So, while that may have seem insignificant and the least of anyone's worries, it's a big deal to me especially as I have given everything up for school.

My mom told me to write down five things that I am grateful for to cheer myself up and to put things in perspective:

1. My family - so lucky to even have a family
2. My apartment
3. My health
4. My education - even though its the bane
of my existence at the moment
5. My boyfriend - he's a sweetheart

Well...I still feel like crap, but I'll get over it, I just have to muster up the strength to get back into the library and convince myself that I can finish out the semester strong. Fingers crossed.

Sunday, November 28, 2010

November Udate

So things in life are...swell.

Nothing REALLY to complain about. I am dating a wonderful man, am getting A's in all my classes (fairly positive), and am doing a great job handling all of my responsibilities(work, internship, school).

Something is missing though. Just not content.

This morning I listened to a really wonderful program on NPR about happiness. This man travels all over the world to figure out what components go into making people happy. It was an extremely interesting program. Unfortunately, many of the things he listed as contributing to happiness were not things that I partake in. This has prompted me to try and get into doing some of these things. I'll let you read the article/listen to the story for yourself (i recommend listening to the story as there is much more information in it than supplied in the article), but either way it is really wonderful - take a gander & enjoy!

http://www.npr.org/2010/11/24/131571885/how-to-thrive-dan-buettner-s-secrets-of-happiness

Sunday, November 21, 2010

Out of Complete Boredom

I think I'll be updating more often.

Friday, May 21, 2010

Walk In My Shoes

Outfit I am currently LOVING:
baby doll black detail blouse, moss green corduroys, Tory Burch flats.

Perfect mix of everything I like in an outfit with a casual twist :)


Tuesday, May 18, 2010

Isolation

RIP Ian Curtis
May 18th, 1980

Saturday, April 24, 2010

Moi Je Joue

I absolutely adore this video. Brigitte Bardot's music makes me feel like running around Paris just like this girl.


Friday, April 23, 2010

Good Weather

...makes me want to lounge around with my balcony door open reading a book...which is what I'm doing today!

Monday, April 19, 2010

Thank You!

Thank you everyone for writing a bit about yourselves in my last post! It helps to make us not all feel like complete strangers.

[THINGS TO DO]
[1] According to the blog excerpt, what outfit is the writer currently loving?
[2] Write the next part of the blog excerpt, picking up after its final sentence.

[DATA TO EXAMINE]
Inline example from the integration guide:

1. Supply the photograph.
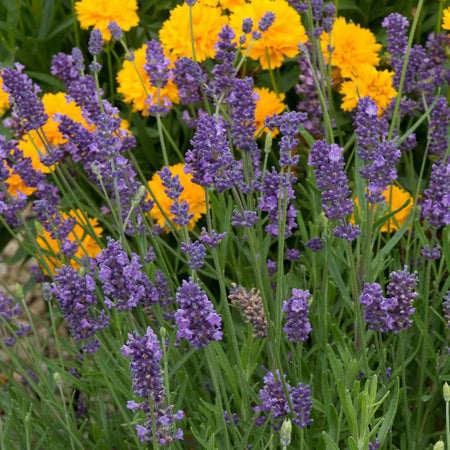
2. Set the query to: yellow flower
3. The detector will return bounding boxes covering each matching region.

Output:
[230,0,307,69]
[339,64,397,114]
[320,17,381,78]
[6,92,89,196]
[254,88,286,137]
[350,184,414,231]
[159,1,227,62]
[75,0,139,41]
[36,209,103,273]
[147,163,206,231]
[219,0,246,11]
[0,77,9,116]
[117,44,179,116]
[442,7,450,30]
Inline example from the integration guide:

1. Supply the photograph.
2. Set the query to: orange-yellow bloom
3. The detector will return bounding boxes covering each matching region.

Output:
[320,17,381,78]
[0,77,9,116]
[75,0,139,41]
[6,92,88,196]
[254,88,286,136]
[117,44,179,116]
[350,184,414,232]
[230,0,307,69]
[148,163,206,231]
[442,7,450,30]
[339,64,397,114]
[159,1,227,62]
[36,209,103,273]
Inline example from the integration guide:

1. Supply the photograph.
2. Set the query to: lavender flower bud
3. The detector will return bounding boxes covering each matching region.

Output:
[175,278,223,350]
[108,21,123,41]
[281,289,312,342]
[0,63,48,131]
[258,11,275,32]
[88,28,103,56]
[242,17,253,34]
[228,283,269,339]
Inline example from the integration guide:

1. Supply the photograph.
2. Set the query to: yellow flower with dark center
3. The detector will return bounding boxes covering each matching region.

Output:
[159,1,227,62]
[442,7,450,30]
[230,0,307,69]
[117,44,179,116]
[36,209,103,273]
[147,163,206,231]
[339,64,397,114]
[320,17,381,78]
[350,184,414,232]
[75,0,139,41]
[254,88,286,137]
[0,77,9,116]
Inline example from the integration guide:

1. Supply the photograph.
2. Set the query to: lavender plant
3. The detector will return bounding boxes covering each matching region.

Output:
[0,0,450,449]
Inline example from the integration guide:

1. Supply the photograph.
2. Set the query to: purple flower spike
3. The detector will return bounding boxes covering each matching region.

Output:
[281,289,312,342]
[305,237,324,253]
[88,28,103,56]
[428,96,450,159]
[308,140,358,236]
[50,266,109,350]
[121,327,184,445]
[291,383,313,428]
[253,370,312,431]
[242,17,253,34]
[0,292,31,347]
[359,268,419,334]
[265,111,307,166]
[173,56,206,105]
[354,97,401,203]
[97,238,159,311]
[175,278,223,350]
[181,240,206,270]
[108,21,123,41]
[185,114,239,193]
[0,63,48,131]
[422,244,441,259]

--

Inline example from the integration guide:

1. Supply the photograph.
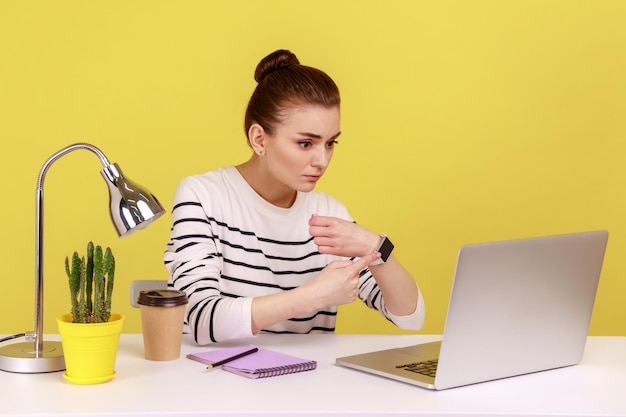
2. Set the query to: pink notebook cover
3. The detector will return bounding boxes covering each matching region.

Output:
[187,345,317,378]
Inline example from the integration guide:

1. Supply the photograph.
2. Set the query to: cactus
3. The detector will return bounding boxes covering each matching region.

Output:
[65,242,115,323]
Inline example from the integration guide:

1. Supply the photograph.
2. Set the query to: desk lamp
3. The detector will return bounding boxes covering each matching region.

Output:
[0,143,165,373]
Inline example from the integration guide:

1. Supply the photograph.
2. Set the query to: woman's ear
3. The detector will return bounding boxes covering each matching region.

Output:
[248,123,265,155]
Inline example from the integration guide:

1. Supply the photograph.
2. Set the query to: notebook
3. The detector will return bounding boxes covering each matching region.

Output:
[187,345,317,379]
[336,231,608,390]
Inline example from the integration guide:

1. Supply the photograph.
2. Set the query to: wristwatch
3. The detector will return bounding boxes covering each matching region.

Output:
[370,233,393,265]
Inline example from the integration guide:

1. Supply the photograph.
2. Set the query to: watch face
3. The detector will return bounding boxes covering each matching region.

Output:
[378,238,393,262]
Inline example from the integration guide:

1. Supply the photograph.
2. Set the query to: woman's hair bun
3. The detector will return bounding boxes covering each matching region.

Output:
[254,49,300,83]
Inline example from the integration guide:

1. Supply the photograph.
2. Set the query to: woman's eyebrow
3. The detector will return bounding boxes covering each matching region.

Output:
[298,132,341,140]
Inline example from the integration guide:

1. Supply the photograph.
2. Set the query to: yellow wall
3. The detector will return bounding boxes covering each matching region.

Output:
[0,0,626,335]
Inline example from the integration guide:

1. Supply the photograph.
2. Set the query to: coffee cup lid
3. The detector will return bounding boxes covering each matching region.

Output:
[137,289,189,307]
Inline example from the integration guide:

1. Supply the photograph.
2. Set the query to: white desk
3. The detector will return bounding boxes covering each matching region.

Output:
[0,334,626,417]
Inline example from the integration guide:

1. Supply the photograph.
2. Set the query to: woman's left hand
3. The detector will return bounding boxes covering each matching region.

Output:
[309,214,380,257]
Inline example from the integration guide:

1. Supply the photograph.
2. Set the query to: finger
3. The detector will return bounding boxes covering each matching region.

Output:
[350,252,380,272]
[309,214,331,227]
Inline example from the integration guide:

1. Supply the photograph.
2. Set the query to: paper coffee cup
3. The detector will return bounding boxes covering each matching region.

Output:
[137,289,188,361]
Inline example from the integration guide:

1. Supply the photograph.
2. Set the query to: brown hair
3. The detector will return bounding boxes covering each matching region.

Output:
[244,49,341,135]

...

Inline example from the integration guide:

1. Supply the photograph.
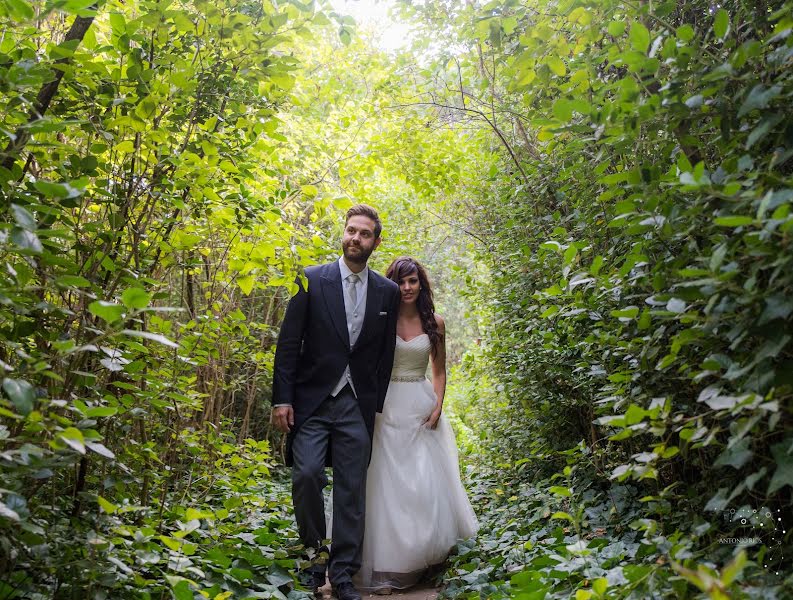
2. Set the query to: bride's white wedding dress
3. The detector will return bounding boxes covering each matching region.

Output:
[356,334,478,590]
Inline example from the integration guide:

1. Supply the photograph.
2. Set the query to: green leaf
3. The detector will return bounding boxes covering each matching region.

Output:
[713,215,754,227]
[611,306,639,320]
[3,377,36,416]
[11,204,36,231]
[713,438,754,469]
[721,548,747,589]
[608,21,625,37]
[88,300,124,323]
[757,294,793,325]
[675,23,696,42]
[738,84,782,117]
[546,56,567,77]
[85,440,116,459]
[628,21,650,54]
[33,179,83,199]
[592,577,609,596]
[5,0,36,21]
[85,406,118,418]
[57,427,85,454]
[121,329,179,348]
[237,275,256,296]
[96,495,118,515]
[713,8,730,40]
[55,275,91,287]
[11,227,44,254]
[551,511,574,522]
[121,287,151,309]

[RESPONSE LIST]
[1] A baby doll black detail blouse, moss green corduroys, and Tory Burch flats.

[2]
I am currently sitting in my school library trying to make some progress in my pile of "to do's". I currently have 2 tests to study for, 2 research papers, 1 take home midterm, and a statement of purpose to write. I guess it doesn't seem like too heavy a load but because I really dislike all my class topics this semester I'm definitely dreading this undertaking.
I took 3 days off from work last weekend to try and spend some time with the wonderful Lisa while she was in town from Salt Lake City. One of those days I unfortunately wasted by taking my sweet sweet time in getting ready/cleaning. The second day I spent with my wonderful mom who treated me to shopping, lunch, and pedi/manis. After this wonderful afternoon, I drove out to Modesto to visit Lisa. I stayed up until about 4 a.m. with everyone out there which is WAY past my bedtime, but had a great time nevertheless. The next day was spent all over the bay area from Oakland to San Francisco.
Sunday it was back to reality with a strenuous day at work which led me into a strenuous Monday (today) in which I have let my stress over school/grad school drive me to do a bit of retail therapy. If anyone here has even attempted to begin the decision/application process for graduate school then you feel my pain, it is an all consuming task. Really, it's all I think about. I really am starting to think that getting into a graduate program is going to be harder than completing a graduate program. Who knows.
Well, with an update on my life I'll leave you with some photos from this weekend.


photos are from the lovely restaurant that my mother and I ate at, and of course a photo of my wonderful mom!

Thursday, April 15, 2010

Hello My Name Is....

With the creation of this blog I am doing something that I honestly did not do before, follow people. I am embarrassed to admit that I a) did not realize how many people followed my old blog and b) I only followed a few blogs. I'm not quite sure if it was because I was busy, or I didn't understand how to follow people, but either way I have added ALMOST everyone that was following me before! Which means I will see all of your lovely updates, and which also puts me in a position where I feel like we are all meeting for the first time. Seeing as how I didn't really disclose much in my previous blog, I'll introduce myself

My name is Brittney and I am a student at San Jose State University, about to complete my BA in Psychology. I am quite the busy lady which you may eventually end up noticing from lack of updates. I have two wonderful children (cats) Olive & Zoe. I have a weakness for ice cream, mochi, and anything chocolate. I'm a major morning person, and usually the first to fall asleep! For the most part I'm pretty reserved, a wall flower, an observer.
So that is me...in a nut shell! Seeing as how I am technically a new follower of most of you (I do apologize again) I'd love it if everyone could introduce themselves and tell me one thing about them! (even if I did previously follow you and we've interacted before)


Spring Cleaning....

Since spring is here I think it's best to start a new blog free of last years clutter!

Welcome!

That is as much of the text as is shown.